→ **Exercise description**
Everything in the records must be copied exactly, apart from the pictures.

→ **The data**
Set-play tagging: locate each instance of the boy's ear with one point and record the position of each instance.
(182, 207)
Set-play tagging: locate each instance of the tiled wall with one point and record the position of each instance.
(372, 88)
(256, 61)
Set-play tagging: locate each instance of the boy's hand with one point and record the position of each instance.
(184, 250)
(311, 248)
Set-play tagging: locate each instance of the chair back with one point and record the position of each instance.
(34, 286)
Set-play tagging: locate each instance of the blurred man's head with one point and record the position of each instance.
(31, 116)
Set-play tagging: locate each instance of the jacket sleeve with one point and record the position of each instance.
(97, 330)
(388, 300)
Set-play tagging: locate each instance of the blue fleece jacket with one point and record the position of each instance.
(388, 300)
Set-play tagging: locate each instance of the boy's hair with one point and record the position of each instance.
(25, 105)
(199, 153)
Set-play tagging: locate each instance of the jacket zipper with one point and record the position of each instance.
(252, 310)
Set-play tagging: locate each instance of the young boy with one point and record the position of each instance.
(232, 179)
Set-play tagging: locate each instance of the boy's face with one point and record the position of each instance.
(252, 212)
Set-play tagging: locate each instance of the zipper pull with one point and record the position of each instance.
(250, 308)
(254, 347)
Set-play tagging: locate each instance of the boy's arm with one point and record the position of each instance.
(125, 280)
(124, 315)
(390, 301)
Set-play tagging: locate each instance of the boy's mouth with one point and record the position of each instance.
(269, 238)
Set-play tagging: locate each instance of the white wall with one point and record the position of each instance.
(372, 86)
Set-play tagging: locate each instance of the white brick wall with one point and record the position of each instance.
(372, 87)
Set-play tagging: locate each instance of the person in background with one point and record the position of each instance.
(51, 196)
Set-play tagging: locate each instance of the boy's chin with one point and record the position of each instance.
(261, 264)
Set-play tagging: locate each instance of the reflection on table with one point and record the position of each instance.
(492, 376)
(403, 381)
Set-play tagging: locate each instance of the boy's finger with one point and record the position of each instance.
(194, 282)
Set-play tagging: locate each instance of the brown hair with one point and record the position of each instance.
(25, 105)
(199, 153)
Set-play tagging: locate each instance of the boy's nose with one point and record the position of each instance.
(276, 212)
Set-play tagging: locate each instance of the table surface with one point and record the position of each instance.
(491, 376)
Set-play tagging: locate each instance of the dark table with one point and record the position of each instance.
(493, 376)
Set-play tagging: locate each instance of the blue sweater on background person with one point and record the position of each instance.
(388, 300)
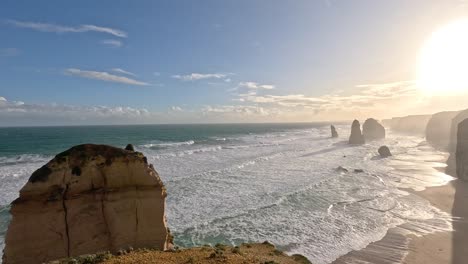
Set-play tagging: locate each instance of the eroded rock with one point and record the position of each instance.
(372, 130)
(462, 150)
(384, 152)
(88, 199)
(356, 136)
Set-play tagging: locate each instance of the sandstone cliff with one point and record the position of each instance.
(438, 129)
(414, 124)
(87, 199)
(372, 130)
(451, 167)
(462, 150)
(356, 136)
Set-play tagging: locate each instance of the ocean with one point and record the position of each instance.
(235, 183)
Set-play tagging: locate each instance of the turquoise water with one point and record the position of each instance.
(52, 140)
(235, 183)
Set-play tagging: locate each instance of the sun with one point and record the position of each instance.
(443, 65)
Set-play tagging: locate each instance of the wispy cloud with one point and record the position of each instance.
(176, 109)
(370, 97)
(104, 76)
(112, 43)
(46, 27)
(257, 86)
(9, 52)
(199, 76)
(119, 70)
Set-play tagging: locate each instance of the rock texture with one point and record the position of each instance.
(462, 150)
(451, 162)
(384, 152)
(333, 130)
(438, 129)
(356, 136)
(372, 130)
(87, 199)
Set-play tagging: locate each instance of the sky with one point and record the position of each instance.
(175, 61)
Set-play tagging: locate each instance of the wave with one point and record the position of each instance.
(168, 144)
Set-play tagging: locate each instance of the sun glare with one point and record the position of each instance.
(443, 65)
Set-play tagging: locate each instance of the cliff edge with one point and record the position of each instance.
(87, 199)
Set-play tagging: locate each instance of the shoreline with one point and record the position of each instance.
(442, 247)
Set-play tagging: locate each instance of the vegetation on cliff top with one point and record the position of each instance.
(264, 253)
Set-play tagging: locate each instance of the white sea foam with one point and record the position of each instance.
(168, 144)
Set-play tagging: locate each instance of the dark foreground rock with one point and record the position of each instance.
(462, 150)
(333, 131)
(372, 130)
(88, 199)
(384, 152)
(356, 136)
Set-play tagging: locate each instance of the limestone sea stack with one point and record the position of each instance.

→ **Task output**
Set-play tagging: locate each instance of the boy's ear with one point and record the position of each instance.
(182, 207)
Set-play tagging: locate each instance of the tiled wall with one point and record the position of each instance.
(372, 88)
(256, 61)
Set-play tagging: locate each instance of the boy's hand with one point and record the position of each instance.
(184, 250)
(311, 248)
Set-play tagging: locate each instance of the chair back with one point and record the position of each instance.
(34, 286)
Set-play tagging: locate each instance of the blurred man's head with one point and record the position of each instance.
(31, 116)
Set-play tagging: locate each instance of the jacket sleeve with one point and record the position of each instance.
(97, 330)
(388, 300)
Set-play tagging: locate each instance of the blue fleece jacket with one point and record the position of each instance.
(388, 300)
Set-play tagging: locate each instance of the boy's hair with one point and record the position of each instance.
(25, 105)
(199, 153)
Set-play tagging: locate each instance of the jacket zipper with one point and record the position of each instance.
(252, 310)
Set-play tagging: locate each instance of the young boy with one point and record the position of each instance.
(232, 179)
Set-play tagging: locate each instance of the boy's face with one point and record the position of each instance.
(252, 212)
Set-play tagging: locate each instance of the zipper pull with one point and record the position of each instance.
(250, 308)
(254, 347)
Set-play tagging: locate each instance of the boy's arm with one point and record the position of each instance.
(125, 280)
(124, 315)
(390, 301)
Set-play tagging: locate each instance of the boy's mouth with one point and record the position of each instance.
(269, 238)
Set-play tagging: locate each instance of the white wall with one point and record the position of each instance.
(372, 86)
Set-play tagging: locate each instance of the white brick wall with one point and record the position of each instance.
(372, 87)
Set-play tagging: locate each instance of the person in background with one point and record the position of each instance.
(51, 196)
Set-play tagging: locate each instance of the boy's chin with one point and record the position of each instance.
(261, 264)
Set-play tagging: locate each instance of the reflection on table with one point and record the position of each instance.
(492, 376)
(403, 381)
Set-play tagging: locate each instance of the boy's finger with one point and record the position of each instance.
(194, 282)
Set-play tagging: locate each instance of the brown hair with one point and record the position of each instance.
(25, 105)
(199, 153)
Set-play tagging: locate each instance of the boy's nose with one point and record the position of each instance.
(276, 212)
Set-play tagging: locate each instance of the table surface with one point and record the position of each instance.
(491, 376)
Set-play tagging: locate each instance of the dark table with one point and record the position of each instance.
(493, 376)
Set-play tagging: locate each instance of the blue sweater on background person with one point and record the position of each instance.
(388, 300)
Set-play tagging: locate each instance of the eroded rock with one point and record the position of each instance.
(372, 130)
(462, 150)
(384, 152)
(88, 199)
(356, 136)
Set-play tagging: locate each instance of the sandstone cliff with one point and record the position of each instance.
(438, 129)
(414, 124)
(87, 199)
(372, 130)
(451, 167)
(462, 150)
(356, 136)
Set-play tagging: locate each instance of the ocean with one point and record the position of each instance.
(235, 183)
Set-play tagging: locate each instance of the turquoise water with one point and record the position of each instance.
(52, 140)
(235, 183)
Set-play tagging: locate each instance of the sun with one point and record the position of each instance.
(443, 65)
Set-play tagging: locate each instance of the wispy cloud with one point and record the position of each instance.
(176, 109)
(370, 97)
(104, 76)
(112, 43)
(46, 27)
(257, 86)
(9, 52)
(199, 76)
(119, 70)
Set-play tagging: locate each instance of the rock texture with one point and record the position of each instance.
(462, 150)
(451, 162)
(384, 152)
(333, 130)
(438, 129)
(356, 136)
(372, 130)
(87, 199)
Set-play tagging: locate each instance of the sky with one point and record the position of each instance.
(175, 61)
Set-play tagging: locate each instance of the wave with one point and record the position of each instance.
(168, 144)
Set-play tagging: locate each instance of the sun glare with one point and record the position of each instance.
(443, 65)
Set-play tagging: locate each instance of the cliff edge with one point and record the position of each instance.
(87, 199)
Set-play tagging: locate each instance of the shoreline with one point and record the position of each instance.
(442, 247)
Set-play tagging: locate each instance of the vegetation on cliff top with one point and record the position of each instance.
(264, 253)
Set-play tagging: locate each instance of the white sea foam with one point and record the position of each instance.
(168, 144)
Set-play tagging: locate each instance of the dark foreground rock with one point and record the position of each instance.
(462, 150)
(333, 131)
(372, 130)
(88, 199)
(384, 152)
(356, 136)
Set-play tagging: locate each instance of the limestone sea stack with one point and record the position of each instance.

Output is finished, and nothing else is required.